Entscheidungsstichwort (Thema)

Erteilung eines Teilerbscheins. Testamentsauslegung

 

Leitsatz (redaktionell)

Es gibt keine Regel, wonach die Zuwendung des – nach Zuwendungen bestimmter Geldbeträge – übrig bleibenden Vermögens nur dann als eine Erbeinsetzung angesehen werden könne, wenn dieses Restvermögen die anderweitigen Verfügungen wertmäßig übersteigt oder ihnen zumindest gleichkommt.

 

Normenkette

BGB § 133

 

Verfahrensgang

LG Landshut (Beschluss vom 07.02.2001; Aktenzeichen 60 T 313/01)

AG Eggenfelden (Aktenzeichen VI 932/98)

 

Tenor

I. Die weitere Beschwerde der Beteiligten zu 4 gegen den Beschluß des Landgerichts Landshut vom 7. Februar 2001 wird zurückgewiesen.

II. Der Geschäftswert für das Verfahren der weiteren Beschwerde wird auf 1.677,80 EUR (3.281,50 DM) festgesetzt.

III. Der Geschäftswert für das Beschwerdeverfahren wird auf 1.677,80 EUR (3.281,50 DM) abgeändert.

 

Tatbestand

I.

Die 1998 im Alter von 86 Jahren verstorbene Erblasserin war verwitwet. Ihr Nachlaß besteht im wesentlichen aus Bankguthaben im Wert von rund 69.000 DM. Mit eigenhändigem Testament vom 8.6.1994 hatte sie verfügt, daß an ihre vier Töchter „je 5.000 DM verteilt werden” und ihre sechs Enkelkinder „auch jedes 5.000 DM erhalten. Das darüber vorhandene bleibt bei Familie G.”. Gemeint ist die Familie einer Tochter (Beteiligte zu 1), in deren Haus die Erblasserin gelebt hatte.

## ANGEZEIGTE INFORMATIONEN
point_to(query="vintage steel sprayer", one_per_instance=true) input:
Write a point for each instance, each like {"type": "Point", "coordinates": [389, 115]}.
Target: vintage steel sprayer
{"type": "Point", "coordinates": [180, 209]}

## AUFGABE
Erläutern Sie anhand der Gerichtsentscheidung zum Teilerbschein in ein bis drei Sätzen, wer mit „Familie G.“ im Testament gemeint ist und welche Verbindung die Erblasserin zu dieser Familie hatte. Das Material hat mit der Gerichtsentscheidung nichts zu tun.

## IHRE LÖSUNG
Mit „Familie G.“ ist die Familie einer der Töchter der Erblasserin gemeint, die im Verfahren als Beteiligte zu 1 auftritt. Die Erblasserin hatte im Haus dieser Tochter gelebt.